● **What you need to do**
Present every line of the material below as a Markdown table with two columns, "Row" and "Line," numbering each row and omitting blank lines.

------------

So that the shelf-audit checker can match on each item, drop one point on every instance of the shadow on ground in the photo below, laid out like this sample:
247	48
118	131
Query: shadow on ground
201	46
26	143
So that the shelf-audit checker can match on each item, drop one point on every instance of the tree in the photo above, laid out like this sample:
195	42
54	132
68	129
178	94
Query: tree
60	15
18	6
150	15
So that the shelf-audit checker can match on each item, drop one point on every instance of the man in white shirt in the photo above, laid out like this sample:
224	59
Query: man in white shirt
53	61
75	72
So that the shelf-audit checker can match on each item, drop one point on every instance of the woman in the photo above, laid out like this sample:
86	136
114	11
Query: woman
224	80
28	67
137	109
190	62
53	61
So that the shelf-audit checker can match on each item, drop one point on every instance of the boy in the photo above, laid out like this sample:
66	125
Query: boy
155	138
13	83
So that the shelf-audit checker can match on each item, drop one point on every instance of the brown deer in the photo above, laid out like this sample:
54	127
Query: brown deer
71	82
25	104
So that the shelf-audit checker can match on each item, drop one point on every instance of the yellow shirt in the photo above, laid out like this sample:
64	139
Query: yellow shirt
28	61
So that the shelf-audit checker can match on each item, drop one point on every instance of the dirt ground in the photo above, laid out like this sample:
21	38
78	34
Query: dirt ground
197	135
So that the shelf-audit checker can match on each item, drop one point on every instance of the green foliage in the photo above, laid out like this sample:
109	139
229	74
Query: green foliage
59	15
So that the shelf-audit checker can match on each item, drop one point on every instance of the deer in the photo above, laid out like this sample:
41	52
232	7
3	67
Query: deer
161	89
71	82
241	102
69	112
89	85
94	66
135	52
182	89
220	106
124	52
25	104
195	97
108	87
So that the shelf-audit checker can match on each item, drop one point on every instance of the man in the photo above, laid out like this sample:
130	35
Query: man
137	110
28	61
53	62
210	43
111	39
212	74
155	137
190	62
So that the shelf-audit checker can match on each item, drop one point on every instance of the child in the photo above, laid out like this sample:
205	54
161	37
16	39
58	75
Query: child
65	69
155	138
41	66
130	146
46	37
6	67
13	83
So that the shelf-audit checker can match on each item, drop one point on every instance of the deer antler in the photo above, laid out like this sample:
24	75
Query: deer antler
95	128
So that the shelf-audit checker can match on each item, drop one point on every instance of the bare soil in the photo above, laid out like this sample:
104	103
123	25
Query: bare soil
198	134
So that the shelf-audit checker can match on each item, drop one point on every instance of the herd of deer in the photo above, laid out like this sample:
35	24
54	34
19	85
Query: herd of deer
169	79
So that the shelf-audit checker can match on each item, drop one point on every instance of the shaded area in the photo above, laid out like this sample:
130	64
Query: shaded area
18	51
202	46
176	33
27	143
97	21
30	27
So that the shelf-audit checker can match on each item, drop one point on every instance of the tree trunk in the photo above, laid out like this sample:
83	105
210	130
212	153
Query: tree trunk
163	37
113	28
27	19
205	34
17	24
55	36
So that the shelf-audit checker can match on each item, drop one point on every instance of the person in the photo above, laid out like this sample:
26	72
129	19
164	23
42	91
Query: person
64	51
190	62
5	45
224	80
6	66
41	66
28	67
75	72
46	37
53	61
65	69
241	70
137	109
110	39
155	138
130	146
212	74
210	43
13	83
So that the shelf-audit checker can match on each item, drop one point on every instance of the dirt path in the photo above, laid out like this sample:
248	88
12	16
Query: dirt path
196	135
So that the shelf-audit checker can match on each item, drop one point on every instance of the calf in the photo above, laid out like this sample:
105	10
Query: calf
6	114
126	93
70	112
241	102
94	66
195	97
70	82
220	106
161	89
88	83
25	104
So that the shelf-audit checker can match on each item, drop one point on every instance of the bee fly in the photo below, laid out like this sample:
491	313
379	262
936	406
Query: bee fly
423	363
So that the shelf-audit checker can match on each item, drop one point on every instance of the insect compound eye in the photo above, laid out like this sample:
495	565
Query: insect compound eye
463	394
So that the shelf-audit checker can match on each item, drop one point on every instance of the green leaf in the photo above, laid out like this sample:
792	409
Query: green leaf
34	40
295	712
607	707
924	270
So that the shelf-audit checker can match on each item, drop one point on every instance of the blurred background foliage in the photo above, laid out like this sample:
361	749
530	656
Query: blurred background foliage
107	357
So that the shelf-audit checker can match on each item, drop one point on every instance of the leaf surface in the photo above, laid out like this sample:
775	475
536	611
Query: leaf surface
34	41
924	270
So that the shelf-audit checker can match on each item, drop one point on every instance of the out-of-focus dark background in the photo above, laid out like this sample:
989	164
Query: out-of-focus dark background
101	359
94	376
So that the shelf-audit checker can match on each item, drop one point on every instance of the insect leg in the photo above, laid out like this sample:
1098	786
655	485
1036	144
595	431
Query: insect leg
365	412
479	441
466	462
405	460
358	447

------------

● **Task response**
| Row | Line |
|---|---|
| 1 | So that the shelf-audit checker can match on each item, drop one point on every instance of the shadow on ground in the photo below, laid out like this sample: |
| 2 | 247	48 |
| 3 | 118	131 |
| 4 | Query: shadow on ground |
| 5 | 201	46 |
| 6 | 26	143 |
| 7 | So that the shelf-audit checker can match on each item, drop one point on every instance of the tree in the photo above, laid out like this sample: |
| 8 | 195	42 |
| 9 | 54	132 |
| 10 | 68	129 |
| 11 | 178	94 |
| 12 | Query: tree |
| 13 | 60	15 |
| 14 | 18	6 |
| 15 | 150	15 |
| 16 | So that the shelf-audit checker can match on each item, drop one point on every instance of the man in white shirt in the photo above, laid out like this sample: |
| 17 | 224	59 |
| 18 | Query: man in white shirt |
| 19 | 53	61 |
| 20 | 75	72 |
| 21 | So that the shelf-audit checker can match on each item, drop one point on every instance of the woman in the photo above, laid out like this sample: |
| 22 | 86	136 |
| 23 | 114	11 |
| 24 | Query: woman |
| 25 | 224	80 |
| 26 | 28	67 |
| 27 | 137	109 |
| 28 | 190	62 |
| 29 | 53	61 |
| 30 | So that the shelf-audit checker can match on each item, drop one point on every instance of the boy in the photo above, laid out like this sample: |
| 31 | 66	125 |
| 32 | Query: boy |
| 33 | 155	138 |
| 34 | 13	83 |
| 35 | So that the shelf-audit checker can match on each item, drop one point on every instance of the brown deer in the photo above, laid out like this sample: |
| 36 | 54	127 |
| 37 | Query: brown deer |
| 38 | 71	82 |
| 39 | 25	104 |
| 40 | So that the shelf-audit checker can match on each item, drop one point on every instance of the yellow shirt in the photo above, laid out like this sample: |
| 41 | 64	139 |
| 42 | Query: yellow shirt |
| 43 | 28	61 |
| 44 | So that the shelf-audit checker can match on each item, drop one point on every instance of the dirt ground in the photo above, laid out like this sample: |
| 45 | 21	38 |
| 46 | 78	34 |
| 47 | Query: dirt ground |
| 48 | 197	135 |
| 49 | So that the shelf-audit checker can match on each item, drop one point on every instance of the green foliage in the photo above, laid out like this sample: |
| 50 | 109	139 |
| 51 | 229	74 |
| 52 | Query: green foliage |
| 53 | 59	15 |
| 54 | So that the shelf-audit checker can match on each item, drop one point on every instance of the deer in the photo above, laid out like this sample: |
| 55 | 41	52 |
| 56 | 232	7 |
| 57 | 3	67 |
| 58 | Query: deer |
| 59 | 161	89 |
| 60 | 71	82 |
| 61 | 241	102 |
| 62 | 69	112 |
| 63 | 89	85 |
| 64 | 94	66 |
| 65 | 135	52 |
| 66 | 182	89 |
| 67 | 220	106 |
| 68 | 124	52 |
| 69 | 25	104 |
| 70 | 195	97 |
| 71 | 108	87 |
| 72 | So that the shelf-audit checker can match on each item, drop one point on every instance of the man in the photo above, laid out like this sample: |
| 73 | 130	35 |
| 74 | Query: man |
| 75 | 137	110 |
| 76 | 28	61 |
| 77 | 53	62 |
| 78 | 210	43 |
| 79 | 111	39 |
| 80 | 212	74 |
| 81 | 155	137 |
| 82 | 190	62 |
| 83 | So that the shelf-audit checker can match on each item, drop one point on every instance of the child in the photo above, laid out like this sample: |
| 84 | 205	54 |
| 85 | 161	37 |
| 86 | 16	39 |
| 87 | 58	75 |
| 88 | Query: child |
| 89 | 65	69 |
| 90 | 155	138 |
| 91 | 41	66 |
| 92 | 130	146 |
| 93 | 46	37 |
| 94 | 6	67 |
| 95 | 13	83 |
| 96 | So that the shelf-audit checker can match on each item, drop one point on every instance of the deer antler in the photo above, laid out like this sample: |
| 97 | 24	75 |
| 98 | Query: deer antler |
| 99 | 95	128 |
| 100 | So that the shelf-audit checker can match on each item, drop one point on every instance of the bare soil in the photo above, laid out like this sample: |
| 101 | 104	103 |
| 102 | 123	25 |
| 103 | Query: bare soil |
| 104 | 198	134 |
| 105 | So that the shelf-audit checker can match on each item, drop one point on every instance of the herd of deer in the photo above, laid out like this sample: |
| 106 | 35	24 |
| 107 | 54	34 |
| 108 | 19	85 |
| 109 | Query: herd of deer |
| 110 | 169	79 |
| 111 | So that the shelf-audit checker can match on each item, drop one point on every instance of the shaded area in the photo above, laid out like this sample: |
| 112 | 130	64 |
| 113 | Query: shaded area |
| 114 | 18	51 |
| 115 | 202	46 |
| 116 | 176	33 |
| 117 | 27	143 |
| 118 | 97	21 |
| 119 | 30	27 |
| 120 | So that the shelf-audit checker can match on each item, drop one point on every instance of the tree trunk in the photo above, laid out like this sample: |
| 121 | 83	105 |
| 122 | 210	130 |
| 123 | 212	153 |
| 124 | Query: tree trunk |
| 125 | 163	37 |
| 126 | 113	28 |
| 127 | 27	19 |
| 128 | 205	34 |
| 129 | 17	24 |
| 130 | 55	36 |
| 131 | So that the shelf-audit checker can match on each item, drop one point on every instance of the person in the photo above, laid out like this sample: |
| 132 | 26	72 |
| 133 | 129	19 |
| 134 | 164	23 |
| 135 | 42	91 |
| 136 | Query: person |
| 137 | 64	51 |
| 138 | 190	62 |
| 139 | 5	45 |
| 140 | 224	80 |
| 141 | 6	66 |
| 142 | 41	66 |
| 143 | 28	67 |
| 144 | 75	72 |
| 145 | 46	37 |
| 146 | 53	61 |
| 147 | 65	69 |
| 148 | 241	70 |
| 149 | 137	109 |
| 150 | 110	39 |
| 151 | 155	138 |
| 152 | 130	146 |
| 153 | 212	74 |
| 154 | 210	43 |
| 155 | 13	83 |
| 156 | So that the shelf-audit checker can match on each item, drop one point on every instance of the dirt path in the photo above, laid out like this sample: |
| 157 | 248	88 |
| 158 | 12	16 |
| 159 | Query: dirt path |
| 160 | 196	135 |
| 161 | So that the shelf-audit checker can match on each item, drop one point on every instance of the calf in the photo above, laid out like this sample: |
| 162 | 105	10 |
| 163 | Query: calf |
| 164 | 6	114 |
| 165 | 126	93 |
| 166 | 70	112 |
| 167 | 241	102 |
| 168 | 94	66 |
| 169 | 195	97 |
| 170 | 70	82 |
| 171 | 220	106 |
| 172 | 161	89 |
| 173 | 88	83 |
| 174 | 25	104 |
| 175 | So that the shelf-audit checker can match on each item, drop one point on every instance of the bee fly in the photo below, laid out like this sample: |
| 176 | 491	313 |
| 177 | 379	262 |
| 178 | 936	406 |
| 179 | Query: bee fly |
| 180 | 423	363 |
| 181 | So that the shelf-audit checker can match on each item, drop one point on every instance of the insect compound eye in the photo above, laid out like this sample: |
| 182 | 495	565 |
| 183 | Query: insect compound eye |
| 184 | 463	394 |
| 185 | So that the shelf-audit checker can match on each item, drop one point on every instance of the green leaf in the photo above, laid out like this sample: |
| 186 | 792	409 |
| 187 | Query: green leaf |
| 188 | 34	40 |
| 189 | 295	712 |
| 190 | 607	707 |
| 191 | 924	270 |
| 192 | So that the shelf-audit checker can match on each item, drop one point on every instance of the blurred background foliage in the photo above, laid out like this sample: |
| 193 | 361	749 |
| 194 | 530	656 |
| 195 | Query: blurred background foliage |
| 196 | 107	357 |
| 197 | So that the shelf-audit checker can match on each item, drop one point on every instance of the leaf surface in the photo above, laid out like this sample: |
| 198 | 775	475 |
| 199 | 536	611 |
| 200 | Query: leaf surface |
| 201 | 34	41 |
| 202 | 924	270 |
| 203 | So that the shelf-audit checker can match on each item, drop one point on every instance of the out-of-focus dark background in the photo above, laid out like this sample: |
| 204 | 989	164 |
| 205 | Query: out-of-focus dark background |
| 206 | 101	359 |
| 207 | 94	376 |
| 208 | So that the shelf-audit checker can match on each item, drop one point on every instance of the insect leg in the photo above, laid out like this sample: |
| 209 | 1098	786 |
| 210 | 655	485 |
| 211 | 1036	144 |
| 212 | 595	431 |
| 213 | Query: insect leg |
| 214 | 365	412 |
| 215 | 479	441 |
| 216 | 466	462 |
| 217 | 405	460 |
| 218 | 358	447 |